## DIRECTIONS
How many lines in the items below contain the word "cassowary"? Reply with the number alone.

## RECORDS SUPPLIED
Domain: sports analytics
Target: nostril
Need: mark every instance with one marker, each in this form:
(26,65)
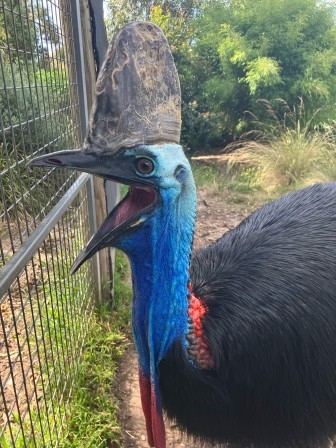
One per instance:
(55,161)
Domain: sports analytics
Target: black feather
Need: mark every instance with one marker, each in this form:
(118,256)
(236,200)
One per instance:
(270,289)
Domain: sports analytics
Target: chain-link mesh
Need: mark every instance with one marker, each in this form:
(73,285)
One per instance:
(45,313)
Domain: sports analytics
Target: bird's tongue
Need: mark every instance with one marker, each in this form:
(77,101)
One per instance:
(152,410)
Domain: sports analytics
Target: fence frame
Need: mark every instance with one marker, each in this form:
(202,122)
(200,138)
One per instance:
(82,14)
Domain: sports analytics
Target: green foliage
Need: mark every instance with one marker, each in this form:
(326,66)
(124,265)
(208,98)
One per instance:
(249,50)
(93,422)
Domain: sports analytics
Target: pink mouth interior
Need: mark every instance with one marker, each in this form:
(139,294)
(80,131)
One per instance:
(136,200)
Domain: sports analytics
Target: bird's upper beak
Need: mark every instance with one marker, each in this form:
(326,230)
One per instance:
(140,200)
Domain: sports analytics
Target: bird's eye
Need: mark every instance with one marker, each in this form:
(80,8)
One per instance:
(144,166)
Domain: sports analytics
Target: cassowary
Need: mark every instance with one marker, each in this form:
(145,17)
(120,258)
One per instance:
(236,342)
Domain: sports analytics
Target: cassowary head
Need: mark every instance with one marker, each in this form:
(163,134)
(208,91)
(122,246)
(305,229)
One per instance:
(133,139)
(160,185)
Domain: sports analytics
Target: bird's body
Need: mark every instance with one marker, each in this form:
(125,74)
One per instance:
(269,287)
(238,342)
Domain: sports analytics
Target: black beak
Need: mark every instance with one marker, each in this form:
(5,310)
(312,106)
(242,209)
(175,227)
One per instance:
(141,199)
(111,167)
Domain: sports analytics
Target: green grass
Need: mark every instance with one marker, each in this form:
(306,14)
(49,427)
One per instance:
(91,414)
(288,151)
(93,422)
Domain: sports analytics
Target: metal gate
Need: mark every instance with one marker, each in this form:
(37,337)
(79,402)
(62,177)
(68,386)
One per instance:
(44,313)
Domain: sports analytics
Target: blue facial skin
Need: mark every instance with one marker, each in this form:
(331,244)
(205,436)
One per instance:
(159,250)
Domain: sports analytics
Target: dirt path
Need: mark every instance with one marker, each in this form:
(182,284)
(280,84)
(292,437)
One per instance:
(215,217)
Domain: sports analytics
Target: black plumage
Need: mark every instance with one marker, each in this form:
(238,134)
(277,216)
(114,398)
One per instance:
(270,290)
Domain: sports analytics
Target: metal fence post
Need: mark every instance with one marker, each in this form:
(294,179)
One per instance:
(84,118)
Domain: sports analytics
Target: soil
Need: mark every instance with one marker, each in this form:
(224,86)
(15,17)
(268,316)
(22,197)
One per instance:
(216,215)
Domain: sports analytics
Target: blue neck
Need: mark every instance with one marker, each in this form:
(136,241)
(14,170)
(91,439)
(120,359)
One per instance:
(160,260)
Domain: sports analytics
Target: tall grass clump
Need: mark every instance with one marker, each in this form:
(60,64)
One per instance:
(288,149)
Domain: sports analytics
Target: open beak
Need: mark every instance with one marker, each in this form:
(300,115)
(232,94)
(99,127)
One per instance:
(140,200)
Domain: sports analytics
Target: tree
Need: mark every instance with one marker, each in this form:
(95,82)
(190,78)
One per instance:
(262,49)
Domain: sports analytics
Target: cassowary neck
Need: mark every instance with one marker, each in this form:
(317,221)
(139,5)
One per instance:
(160,276)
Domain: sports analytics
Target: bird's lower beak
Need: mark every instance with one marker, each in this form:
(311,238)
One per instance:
(130,212)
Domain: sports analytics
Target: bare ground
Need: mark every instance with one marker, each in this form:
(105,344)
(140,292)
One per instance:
(216,215)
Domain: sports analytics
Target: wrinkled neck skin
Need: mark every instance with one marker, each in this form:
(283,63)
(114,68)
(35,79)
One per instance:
(159,252)
(160,256)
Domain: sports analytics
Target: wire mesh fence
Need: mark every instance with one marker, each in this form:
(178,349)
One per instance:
(44,313)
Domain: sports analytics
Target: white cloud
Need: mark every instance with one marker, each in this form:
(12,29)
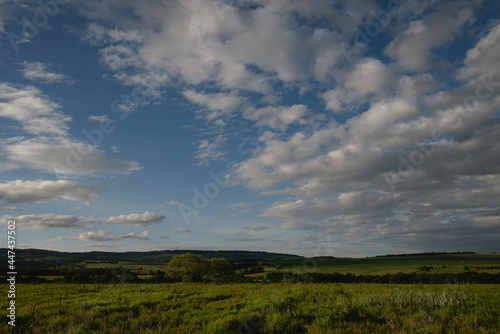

## SOLVED EXERCISE
3